SHORT TASK: Repeat word for word the passage of the cream cheese brownie post that opens with "Whew! Thank goodness" and ends with "you ask me!".

Whew! Thank goodness today’s food holiday celebrates a dessert. It’s been two whole days! (Even though we ate our molasses bars for breakfast). Today is National Cream Cheese Brownie Day.
Brownies are delicious. Cream cheese is great. Combining the two verges on genius, if you ask me!
I already discussed the history of brownies back on January 22nd, when we celebrated National Blonde Brownie Day. Chicago World’s Fair, Bertha Palmer, yadda yadda. No need to rehash the past. I guess that means I’ll have to focus on cream cheese instead! Early versions of cream cheese date back to the 16th century, but the American version was another of those happy accidents. In 1872, New York dairy farmer William Lawrence was attempting to make a batch of Neufchatel, a type of soft white cheese popular in France, but screwed up the recipe. His cheese was richer and contained cream, so he capitalized on his mistake and called it “cream cheese.” As if that were his intention all along. Typical entrepreneur! He ended up purchasing a Neufchâtel cheese factory and mass-producing cream cheese with his business partner, Samuel Durland. In 1880 a cheese distributor named Alvah Reynolds began selling Lawrence & Durland cheese, and he created a new brand name for it: Philadelphia Cream Cheese, based on that city’s reputation for making really good
movies about down-on-their-luck boxers named Rocky cream cheese. Eventually Philadelphia merged with Kraft, and to this day those silver rectangular boxes are considered to be the gold standard of cream cheeses. Neufchâtel, by the way, is still manufactured, usually as a reduced-fat version of cream cheese, since it contains 33% less fat and a higher moisture content. Tara, in fact, is quite fond of Neufchâtel. The first time she bought it, I asked her where the “real” cream cheese was. I’ve since learned not to question her in matters of cheese. Cream cheese brownies consist of regular chocolate brownies with cream cheese swirled in to the mix.

Object position labeling data:
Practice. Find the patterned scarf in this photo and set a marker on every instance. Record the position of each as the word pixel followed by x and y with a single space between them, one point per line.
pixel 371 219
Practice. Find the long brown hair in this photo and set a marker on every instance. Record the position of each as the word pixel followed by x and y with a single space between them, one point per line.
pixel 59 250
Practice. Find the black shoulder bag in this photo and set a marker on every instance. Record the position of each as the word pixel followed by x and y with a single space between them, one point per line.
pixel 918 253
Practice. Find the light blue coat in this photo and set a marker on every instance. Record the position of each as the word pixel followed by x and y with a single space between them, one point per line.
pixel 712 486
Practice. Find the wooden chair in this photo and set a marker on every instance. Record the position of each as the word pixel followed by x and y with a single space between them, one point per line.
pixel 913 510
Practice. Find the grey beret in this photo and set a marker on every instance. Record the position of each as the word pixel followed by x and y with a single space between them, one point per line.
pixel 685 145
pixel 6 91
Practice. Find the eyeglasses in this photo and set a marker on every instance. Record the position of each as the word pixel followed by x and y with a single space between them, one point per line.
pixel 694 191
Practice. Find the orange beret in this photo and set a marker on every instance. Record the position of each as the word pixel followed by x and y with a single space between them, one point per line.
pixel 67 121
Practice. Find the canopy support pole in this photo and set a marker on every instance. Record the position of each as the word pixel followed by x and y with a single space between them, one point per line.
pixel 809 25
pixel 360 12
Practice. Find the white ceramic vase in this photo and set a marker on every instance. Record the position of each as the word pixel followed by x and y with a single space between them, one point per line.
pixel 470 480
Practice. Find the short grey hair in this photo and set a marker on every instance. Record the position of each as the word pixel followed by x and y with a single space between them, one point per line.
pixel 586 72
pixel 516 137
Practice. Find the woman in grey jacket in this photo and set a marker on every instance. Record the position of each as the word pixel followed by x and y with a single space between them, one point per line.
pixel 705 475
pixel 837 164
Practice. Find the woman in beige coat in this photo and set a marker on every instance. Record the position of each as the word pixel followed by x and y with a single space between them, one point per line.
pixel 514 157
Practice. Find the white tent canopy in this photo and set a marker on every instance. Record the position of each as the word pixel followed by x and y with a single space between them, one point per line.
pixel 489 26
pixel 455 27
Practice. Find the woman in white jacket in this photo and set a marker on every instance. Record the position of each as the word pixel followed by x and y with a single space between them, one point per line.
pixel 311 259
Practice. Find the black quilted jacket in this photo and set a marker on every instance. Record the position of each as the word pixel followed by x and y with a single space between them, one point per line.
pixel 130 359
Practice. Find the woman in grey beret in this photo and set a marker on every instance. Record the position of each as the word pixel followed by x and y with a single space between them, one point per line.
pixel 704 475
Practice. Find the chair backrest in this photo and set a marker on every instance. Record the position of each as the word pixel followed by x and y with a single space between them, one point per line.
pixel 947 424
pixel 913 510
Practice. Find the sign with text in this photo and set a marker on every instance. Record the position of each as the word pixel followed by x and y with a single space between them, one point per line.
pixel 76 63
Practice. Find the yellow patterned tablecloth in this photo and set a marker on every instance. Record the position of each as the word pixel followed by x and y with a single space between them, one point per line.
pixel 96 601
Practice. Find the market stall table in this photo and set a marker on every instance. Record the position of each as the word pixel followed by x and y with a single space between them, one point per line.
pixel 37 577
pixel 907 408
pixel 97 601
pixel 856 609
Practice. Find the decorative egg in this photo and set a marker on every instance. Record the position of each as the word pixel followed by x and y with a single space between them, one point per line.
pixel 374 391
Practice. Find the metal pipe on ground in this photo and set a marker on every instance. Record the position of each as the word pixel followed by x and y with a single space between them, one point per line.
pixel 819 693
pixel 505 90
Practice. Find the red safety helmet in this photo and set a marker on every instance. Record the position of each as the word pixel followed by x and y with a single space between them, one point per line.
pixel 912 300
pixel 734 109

WRITTEN SOLUTION:
Whew! Thank goodness today’s food holiday celebrates a dessert. It’s been two whole days! (Even though we ate our molasses bars for breakfast). Today is National Cream Cheese Brownie Day.
Brownies are delicious. Cream cheese is great. Combining the two verges on genius, if you ask me!